++++ RECORD EXTRACTS

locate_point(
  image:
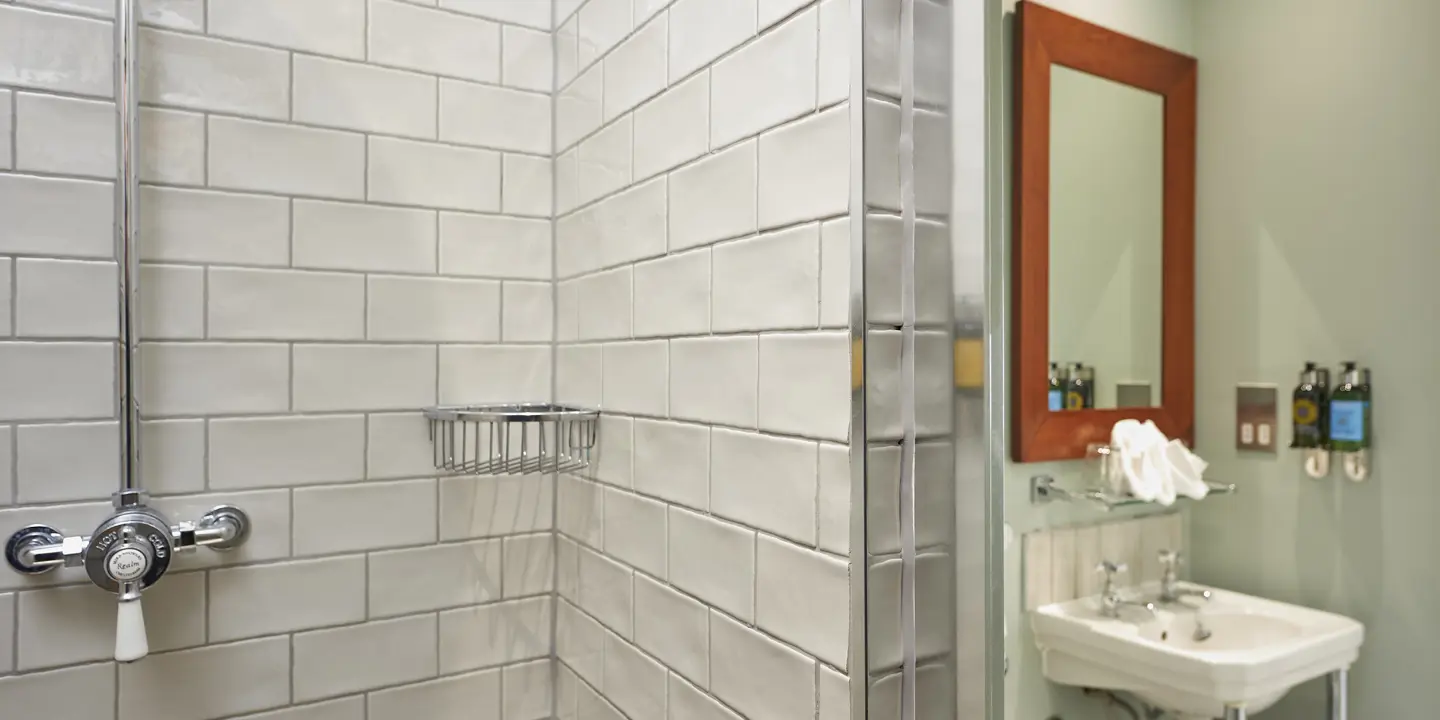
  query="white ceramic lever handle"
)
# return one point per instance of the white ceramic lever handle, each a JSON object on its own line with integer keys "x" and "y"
{"x": 131, "y": 642}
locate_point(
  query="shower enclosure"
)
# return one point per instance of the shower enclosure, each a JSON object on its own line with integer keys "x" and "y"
{"x": 749, "y": 232}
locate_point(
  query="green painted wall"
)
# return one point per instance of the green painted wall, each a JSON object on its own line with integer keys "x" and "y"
{"x": 1319, "y": 239}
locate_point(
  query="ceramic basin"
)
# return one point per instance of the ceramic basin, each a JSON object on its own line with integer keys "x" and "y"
{"x": 1257, "y": 650}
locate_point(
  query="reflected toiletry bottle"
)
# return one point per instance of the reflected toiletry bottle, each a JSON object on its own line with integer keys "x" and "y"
{"x": 1350, "y": 411}
{"x": 1308, "y": 408}
{"x": 1080, "y": 388}
{"x": 1057, "y": 389}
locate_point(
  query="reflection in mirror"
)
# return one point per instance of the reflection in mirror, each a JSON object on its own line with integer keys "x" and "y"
{"x": 1106, "y": 232}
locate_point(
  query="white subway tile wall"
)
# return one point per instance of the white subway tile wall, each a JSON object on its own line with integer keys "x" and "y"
{"x": 703, "y": 560}
{"x": 346, "y": 215}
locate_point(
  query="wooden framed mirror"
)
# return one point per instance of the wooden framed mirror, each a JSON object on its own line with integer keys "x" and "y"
{"x": 1103, "y": 255}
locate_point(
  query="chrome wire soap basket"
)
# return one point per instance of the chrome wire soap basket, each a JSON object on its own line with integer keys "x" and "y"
{"x": 511, "y": 439}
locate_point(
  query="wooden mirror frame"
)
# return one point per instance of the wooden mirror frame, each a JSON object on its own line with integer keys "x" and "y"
{"x": 1051, "y": 38}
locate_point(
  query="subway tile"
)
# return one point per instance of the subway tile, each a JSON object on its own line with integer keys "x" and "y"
{"x": 494, "y": 506}
{"x": 262, "y": 304}
{"x": 768, "y": 282}
{"x": 604, "y": 160}
{"x": 363, "y": 97}
{"x": 690, "y": 703}
{"x": 493, "y": 634}
{"x": 215, "y": 378}
{"x": 529, "y": 58}
{"x": 713, "y": 560}
{"x": 494, "y": 373}
{"x": 602, "y": 25}
{"x": 579, "y": 375}
{"x": 363, "y": 378}
{"x": 172, "y": 147}
{"x": 674, "y": 628}
{"x": 805, "y": 169}
{"x": 461, "y": 697}
{"x": 526, "y": 185}
{"x": 635, "y": 69}
{"x": 673, "y": 462}
{"x": 64, "y": 136}
{"x": 834, "y": 55}
{"x": 424, "y": 579}
{"x": 702, "y": 30}
{"x": 270, "y": 526}
{"x": 494, "y": 117}
{"x": 529, "y": 313}
{"x": 756, "y": 676}
{"x": 52, "y": 694}
{"x": 56, "y": 380}
{"x": 337, "y": 661}
{"x": 676, "y": 126}
{"x": 634, "y": 681}
{"x": 435, "y": 42}
{"x": 805, "y": 385}
{"x": 77, "y": 624}
{"x": 212, "y": 228}
{"x": 212, "y": 681}
{"x": 6, "y": 128}
{"x": 765, "y": 82}
{"x": 429, "y": 174}
{"x": 714, "y": 379}
{"x": 254, "y": 452}
{"x": 674, "y": 295}
{"x": 56, "y": 218}
{"x": 766, "y": 483}
{"x": 834, "y": 272}
{"x": 49, "y": 470}
{"x": 77, "y": 54}
{"x": 270, "y": 599}
{"x": 297, "y": 160}
{"x": 324, "y": 26}
{"x": 635, "y": 530}
{"x": 65, "y": 298}
{"x": 529, "y": 565}
{"x": 714, "y": 198}
{"x": 579, "y": 107}
{"x": 174, "y": 455}
{"x": 635, "y": 378}
{"x": 517, "y": 12}
{"x": 579, "y": 642}
{"x": 189, "y": 71}
{"x": 363, "y": 238}
{"x": 833, "y": 498}
{"x": 606, "y": 591}
{"x": 432, "y": 310}
{"x": 802, "y": 596}
{"x": 372, "y": 516}
{"x": 343, "y": 709}
{"x": 605, "y": 304}
{"x": 527, "y": 690}
{"x": 494, "y": 246}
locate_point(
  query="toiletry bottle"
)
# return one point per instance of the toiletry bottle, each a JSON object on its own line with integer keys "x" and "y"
{"x": 1306, "y": 409}
{"x": 1057, "y": 389}
{"x": 1350, "y": 411}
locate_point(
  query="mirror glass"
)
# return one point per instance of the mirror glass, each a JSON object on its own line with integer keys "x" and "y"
{"x": 1106, "y": 236}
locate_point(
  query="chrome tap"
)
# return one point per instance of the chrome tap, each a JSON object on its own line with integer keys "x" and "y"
{"x": 1171, "y": 591}
{"x": 1110, "y": 599}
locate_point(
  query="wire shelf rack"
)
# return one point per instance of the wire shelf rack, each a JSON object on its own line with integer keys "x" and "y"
{"x": 511, "y": 439}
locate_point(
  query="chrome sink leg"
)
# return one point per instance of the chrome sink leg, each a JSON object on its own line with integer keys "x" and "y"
{"x": 1339, "y": 694}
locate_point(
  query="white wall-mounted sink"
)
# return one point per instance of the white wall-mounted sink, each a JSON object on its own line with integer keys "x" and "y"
{"x": 1257, "y": 650}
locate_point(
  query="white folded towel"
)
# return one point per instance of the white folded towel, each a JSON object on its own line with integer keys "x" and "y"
{"x": 1152, "y": 467}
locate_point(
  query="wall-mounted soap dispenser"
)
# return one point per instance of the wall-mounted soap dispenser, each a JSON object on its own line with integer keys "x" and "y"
{"x": 1309, "y": 409}
{"x": 1351, "y": 426}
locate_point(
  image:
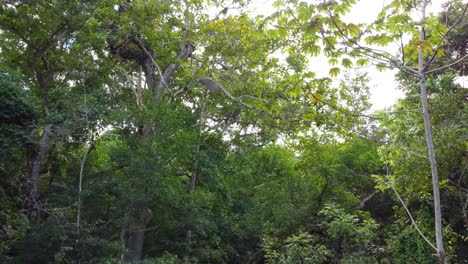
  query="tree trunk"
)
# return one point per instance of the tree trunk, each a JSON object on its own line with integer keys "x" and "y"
{"x": 430, "y": 148}
{"x": 33, "y": 203}
{"x": 134, "y": 233}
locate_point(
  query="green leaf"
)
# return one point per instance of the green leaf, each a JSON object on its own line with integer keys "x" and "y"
{"x": 334, "y": 72}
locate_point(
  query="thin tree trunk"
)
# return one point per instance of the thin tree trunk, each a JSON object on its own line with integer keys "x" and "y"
{"x": 36, "y": 172}
{"x": 193, "y": 180}
{"x": 82, "y": 163}
{"x": 430, "y": 148}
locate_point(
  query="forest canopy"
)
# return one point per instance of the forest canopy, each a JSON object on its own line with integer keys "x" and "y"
{"x": 149, "y": 131}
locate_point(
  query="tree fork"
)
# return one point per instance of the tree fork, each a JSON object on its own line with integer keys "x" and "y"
{"x": 430, "y": 146}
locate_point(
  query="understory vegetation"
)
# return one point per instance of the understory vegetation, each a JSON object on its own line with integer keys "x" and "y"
{"x": 160, "y": 131}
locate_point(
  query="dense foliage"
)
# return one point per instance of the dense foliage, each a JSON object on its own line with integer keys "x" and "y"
{"x": 196, "y": 132}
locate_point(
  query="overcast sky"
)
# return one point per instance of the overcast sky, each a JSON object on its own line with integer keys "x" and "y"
{"x": 384, "y": 90}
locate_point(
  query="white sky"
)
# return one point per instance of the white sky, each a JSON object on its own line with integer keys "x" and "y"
{"x": 384, "y": 90}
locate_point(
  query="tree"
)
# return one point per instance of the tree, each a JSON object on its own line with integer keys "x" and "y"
{"x": 414, "y": 59}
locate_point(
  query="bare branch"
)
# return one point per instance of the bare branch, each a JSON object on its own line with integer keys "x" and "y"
{"x": 445, "y": 35}
{"x": 409, "y": 213}
{"x": 448, "y": 65}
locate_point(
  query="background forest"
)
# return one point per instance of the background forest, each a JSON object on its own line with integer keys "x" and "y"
{"x": 161, "y": 131}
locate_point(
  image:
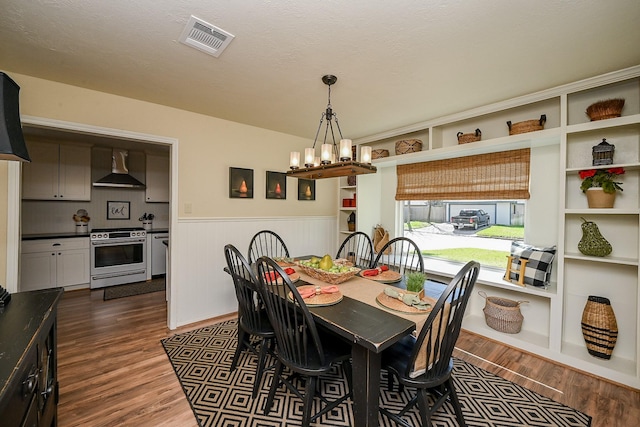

++++++++

Skip the pictures. Return exactly the lines from the one containing "# return one point per instance of the overcast" through the end of the data above, both included, and nothing besides.

# return one point per instance of the overcast sky, each a JSON object on its own line with integer keys "x" and "y"
{"x": 384, "y": 90}
locate_point(
  query="white sky"
)
# return one point per instance of the white sky, each a JSON object on its own line with integer keys "x" and "y"
{"x": 384, "y": 90}
locate_point(
  query="tree"
)
# return one point per instance of the tree, each a JSON object on its own line with integer keys "x" and "y"
{"x": 414, "y": 59}
locate_point(
  query="bare branch"
)
# return one point per instance of the bare branch, each a JSON object on its own line with integer keys "x" and "y"
{"x": 445, "y": 35}
{"x": 409, "y": 213}
{"x": 448, "y": 65}
locate_point(
  query="background forest"
)
# return one point per instance of the background forest, each a JSON object on its own line with integer keys "x" and "y"
{"x": 161, "y": 131}
locate_point(
  image:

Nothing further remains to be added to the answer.